--- Stated problem ---
From the items below, keep only the lines that contain the string "canopy". Case counts.

··· Materials provided

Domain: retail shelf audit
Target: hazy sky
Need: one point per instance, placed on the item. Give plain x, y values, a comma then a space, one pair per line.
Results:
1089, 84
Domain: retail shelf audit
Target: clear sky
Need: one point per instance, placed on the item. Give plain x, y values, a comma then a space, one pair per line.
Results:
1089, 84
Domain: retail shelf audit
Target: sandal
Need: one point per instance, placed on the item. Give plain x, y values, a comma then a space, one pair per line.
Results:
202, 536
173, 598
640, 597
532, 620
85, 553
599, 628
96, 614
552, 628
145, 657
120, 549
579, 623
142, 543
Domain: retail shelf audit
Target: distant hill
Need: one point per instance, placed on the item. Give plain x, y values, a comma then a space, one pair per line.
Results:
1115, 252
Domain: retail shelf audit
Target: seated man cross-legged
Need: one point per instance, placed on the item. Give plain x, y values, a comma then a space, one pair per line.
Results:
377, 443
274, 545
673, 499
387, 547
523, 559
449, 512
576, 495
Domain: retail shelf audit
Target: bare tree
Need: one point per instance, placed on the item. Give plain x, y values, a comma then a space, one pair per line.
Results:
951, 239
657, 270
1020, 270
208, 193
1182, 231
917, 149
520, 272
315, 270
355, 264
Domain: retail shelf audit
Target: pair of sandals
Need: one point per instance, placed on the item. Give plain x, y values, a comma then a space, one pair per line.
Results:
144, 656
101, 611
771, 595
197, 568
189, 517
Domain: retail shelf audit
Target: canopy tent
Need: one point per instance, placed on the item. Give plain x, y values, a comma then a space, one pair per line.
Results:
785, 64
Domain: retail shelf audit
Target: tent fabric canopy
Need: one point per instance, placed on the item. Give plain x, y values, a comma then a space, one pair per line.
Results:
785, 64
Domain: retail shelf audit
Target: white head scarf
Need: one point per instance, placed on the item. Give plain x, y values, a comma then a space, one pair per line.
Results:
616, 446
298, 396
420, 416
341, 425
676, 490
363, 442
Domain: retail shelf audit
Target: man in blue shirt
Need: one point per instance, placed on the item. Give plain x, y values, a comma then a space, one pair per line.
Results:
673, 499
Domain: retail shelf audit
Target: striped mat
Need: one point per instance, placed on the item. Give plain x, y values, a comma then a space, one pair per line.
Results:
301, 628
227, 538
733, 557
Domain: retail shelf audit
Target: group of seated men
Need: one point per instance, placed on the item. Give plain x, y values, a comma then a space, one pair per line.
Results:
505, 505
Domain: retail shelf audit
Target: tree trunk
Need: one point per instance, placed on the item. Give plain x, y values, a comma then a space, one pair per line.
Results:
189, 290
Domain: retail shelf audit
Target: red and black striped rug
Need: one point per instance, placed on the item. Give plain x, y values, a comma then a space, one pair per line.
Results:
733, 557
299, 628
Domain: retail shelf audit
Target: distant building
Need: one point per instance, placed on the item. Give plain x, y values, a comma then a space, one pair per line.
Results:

······

--- Response to this task ---
Target: canopy tent
Target: tent fabric canopy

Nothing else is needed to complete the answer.